| EXTRAIT DU TEXTE |

──────────

Anzaldúa politise fortement ce terme de « mestiza« , chose que la langue espagnole rend possible. En français, c’est plus compliqué : historiquement, le métissage est bien souvent issu de viols. Anzaldúa s’inscrit dans le sillon de la critique de la conquête espagnole, au cœur d’une réappropriation politique et culturelle anticoloniale, anti-impérialiste et antifasciste. Dans mon travail de thèse, j’ai étudié la gestion coloniale française du métissage sous l’esclavage et le colonialisme. On peut observer plusieurs moments et attitudes : l’horreur et le rejet devant le métis et la métisse sont suivis de lois pour empêcher tout métissage (les décrets interdisant les relations sexuelles interraciales sont nombreux) ; la peur du passing (que des métis·ses se fassent passer pour blanc·hes et « polluent la race blanche ») ; les métis·ses bénéficiant de leur appartenance à la « race blanche » et provoquant la colère et l’amertume des racisé·es ; l’instrumentalisation du métissage par un colonialisme républicain, le racisme puis, dans la deuxième moitié du XXe siècle, l’appropriation du métissage par la mode, le tourisme, le marché… En langue française le mot a été accaparé tout de suite par l’idéologie universaliste : je reste donc sur la réserve.
C’est une identité qui est peu connue dans sa dimension historique, en France.
La littérature coloniale française met en scène une crainte des métis·ses : capables de trahir car capables de « passer »2, habité·es par la colère, le ressentiment. Dans un retournement du racisme colonial, le métis ou la métisse serait une menace. La littérature de propagande présentait deux destins pour le métis colonial : devenir soldat et servir le pouvoir en place, ou être parricide et devenir révolutionnaire. Pour la métisse : se prostituer, entrer dans les ordres religieux, ou tenter de « passer ». Dans le cas du passing, des romans mettaient en scène des situations tragiques, l’enfant qui « sort » avec la couleur indigène par exemple. Cette littérature coloniale, qui a connu un grand succès, a contribué à renforcer l’idéologie raciale de la pureté de sang. Le métissage conduit alors au meurtre du père, toujours blanc, assassiné par le fils métis, le « sang » de la mère indigène étant plus fort. Pour autant, en France, ces sujets ont été peu fouillés et théorisés, alors qu’aux États-Unis il y a eu une théorisation antiraciste et décoloniale sur le passing et sur le mestizaje, contestant le récit colonial espagnol ou nord-américain. À la Réunion, dans les années 1950, le discours sur le métissage s’oppose au discours de la pureté de sang : il n’y a pas de blanc pur, c’est une invention. Ce que chante le maloyeur3 Danyel Waro dans Batarsité : « Mwin pa blan / Non mwin pa nwar / Tarz pa mwin si mon listwar / Tortiyé kaf yab malbar / Mwin nasyon bann fran batar » [« J’suis pas blanc / J’suis pas noir / Ne me prends pas mon histoire / Croisé africain, créole blanc, malbar / Je suis de la nation des bâtards« ]. Mais dans les années 1990, le pouvoir s’approprie le métissage — dès lors, comment continuer à défendre le métissage puisqu’il entre dans la colonialité actuelle, la fameuse « République métisse » ? Comment se réapproprier ce terme aujourd’hui ? Il faudrait le faire à partir d’une position de relecture anzalduenne.

──────────

| DONNÉES FOURNIES |
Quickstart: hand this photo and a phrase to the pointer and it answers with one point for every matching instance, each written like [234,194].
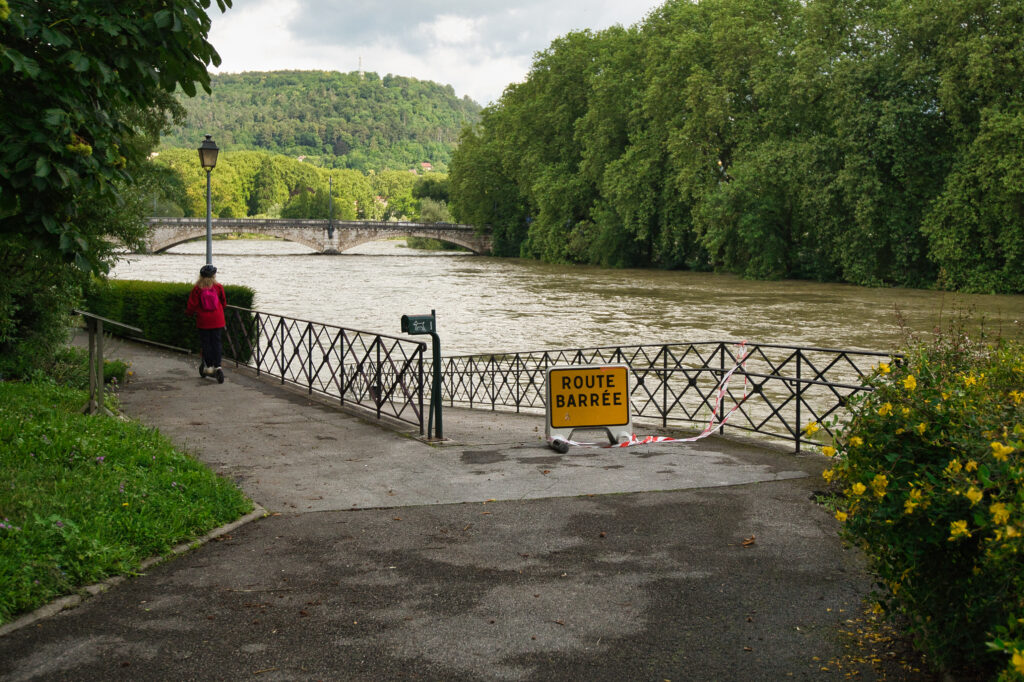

──────────

| CONSIGNE |
Reformulez sous forme de liste le paragraphe de l'extrait sur le métissage qui s'ouvre sur « Anzaldúa politise fortement », en gardant ses faits principaux.

| RÉSULTAT |
- Anzaldúa politise fortement le terme « mestiza », ce que permet la langue espagnole.
- En français, c'est plus compliqué, car le métissage est historiquement bien souvent issu de viols.
- Anzaldúa s'inscrit dans la critique de la conquête espagnole, au cœur d'une réappropriation politique et culturelle anticoloniale, anti-impérialiste et antifasciste.
- Ma thèse a porté sur la gestion coloniale française du métissage sous l'esclavage et le colonialisme, qui a connu plusieurs moments et attitudes :
  - l'horreur et le rejet devant le métis et la métisse, puis de nombreux décrets interdisant les relations sexuelles interraciales ;
  - la peur du passing, c'est-à-dire que des métis·ses se fassent passer pour blanc·hes ;
  - des métis·ses tirant avantage de leur appartenance à la « race blanche », ce qui suscite la colère et l'amertume des racisé·es ;
  - l'instrumentalisation du métissage par un colonialisme républicain et par le racisme ;
  - dans la seconde moitié du XXe siècle, son appropriation par la mode, le tourisme et le marché.
- En français, le mot a tout de suite été accaparé par l'idéologie universaliste, d'où ma réserve à son égard.